→ Point-based annotation data
--------------------------------
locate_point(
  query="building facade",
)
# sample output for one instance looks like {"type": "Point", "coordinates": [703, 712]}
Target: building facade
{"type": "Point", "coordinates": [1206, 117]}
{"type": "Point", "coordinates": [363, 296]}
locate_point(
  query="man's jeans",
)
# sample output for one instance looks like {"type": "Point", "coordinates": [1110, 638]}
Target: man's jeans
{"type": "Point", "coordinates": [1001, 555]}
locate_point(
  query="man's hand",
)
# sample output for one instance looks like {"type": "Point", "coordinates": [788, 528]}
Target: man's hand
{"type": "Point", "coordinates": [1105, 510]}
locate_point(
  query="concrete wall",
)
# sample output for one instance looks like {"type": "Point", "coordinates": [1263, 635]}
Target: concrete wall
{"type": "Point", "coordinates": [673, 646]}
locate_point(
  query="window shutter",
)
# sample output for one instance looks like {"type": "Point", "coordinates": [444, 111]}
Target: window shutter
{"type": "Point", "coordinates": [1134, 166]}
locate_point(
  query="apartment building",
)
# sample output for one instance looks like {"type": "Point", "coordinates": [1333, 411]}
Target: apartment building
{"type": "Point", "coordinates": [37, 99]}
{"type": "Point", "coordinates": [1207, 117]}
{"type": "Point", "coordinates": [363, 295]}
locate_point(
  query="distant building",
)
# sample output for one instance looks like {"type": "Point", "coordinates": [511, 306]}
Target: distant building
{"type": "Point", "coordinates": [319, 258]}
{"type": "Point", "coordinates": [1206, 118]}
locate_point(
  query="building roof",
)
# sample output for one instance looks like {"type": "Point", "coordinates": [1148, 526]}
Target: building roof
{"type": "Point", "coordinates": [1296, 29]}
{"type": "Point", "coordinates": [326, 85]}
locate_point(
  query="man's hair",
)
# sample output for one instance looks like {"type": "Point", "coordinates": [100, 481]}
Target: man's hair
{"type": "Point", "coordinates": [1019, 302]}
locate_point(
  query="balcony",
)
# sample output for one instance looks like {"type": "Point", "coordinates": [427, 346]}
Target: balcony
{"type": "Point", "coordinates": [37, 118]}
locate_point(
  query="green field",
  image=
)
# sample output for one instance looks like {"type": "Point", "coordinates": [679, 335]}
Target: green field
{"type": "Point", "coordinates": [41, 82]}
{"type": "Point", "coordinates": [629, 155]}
--------------------------------
→ Goal of the exercise
Reproduce the whole listing word for word.

→ Task result
locate_point(
  query="building facade",
)
# sample output for one instance looks like {"type": "Point", "coordinates": [703, 712]}
Target: building facade
{"type": "Point", "coordinates": [1206, 117]}
{"type": "Point", "coordinates": [363, 296]}
locate_point(
  query="man's jeans",
)
# sample output for one instance looks like {"type": "Point", "coordinates": [1110, 638]}
Target: man's jeans
{"type": "Point", "coordinates": [1001, 555]}
locate_point(
  query="man's hand",
)
# sample output for one instance looks like {"type": "Point", "coordinates": [788, 528]}
Target: man's hand
{"type": "Point", "coordinates": [1105, 510]}
locate_point(
  query="concrete wall",
)
# sample output for one instance looks like {"type": "Point", "coordinates": [1263, 635]}
Target: concrete wall
{"type": "Point", "coordinates": [673, 646]}
locate_point(
  query="window shutter",
)
# sample output for one instance looks like {"type": "Point", "coordinates": [444, 111]}
Target: window shutter
{"type": "Point", "coordinates": [1134, 166]}
locate_point(
  query="apartment building",
)
# sample output for one instance looks like {"type": "Point", "coordinates": [1333, 411]}
Target: apartment building
{"type": "Point", "coordinates": [37, 99]}
{"type": "Point", "coordinates": [1207, 117]}
{"type": "Point", "coordinates": [363, 295]}
locate_point(
  query="distant building",
)
# sample output for one instance looks like {"type": "Point", "coordinates": [511, 306]}
Target: distant building
{"type": "Point", "coordinates": [319, 258]}
{"type": "Point", "coordinates": [1206, 118]}
locate_point(
  query="building roof",
)
# sample output for one instance looks like {"type": "Point", "coordinates": [1148, 526]}
Target: building roof
{"type": "Point", "coordinates": [1296, 29]}
{"type": "Point", "coordinates": [326, 85]}
locate_point(
  query="man's hair",
)
# sample output for one instance looks like {"type": "Point", "coordinates": [100, 481]}
Target: man's hair
{"type": "Point", "coordinates": [1019, 302]}
locate_point(
  query="balcony",
)
# sample output for one instance looks like {"type": "Point", "coordinates": [427, 346]}
Target: balcony
{"type": "Point", "coordinates": [37, 118]}
locate_point(
  query="green field",
  image=
)
# sample output for one instance looks like {"type": "Point", "coordinates": [679, 335]}
Target: green field
{"type": "Point", "coordinates": [41, 82]}
{"type": "Point", "coordinates": [629, 155]}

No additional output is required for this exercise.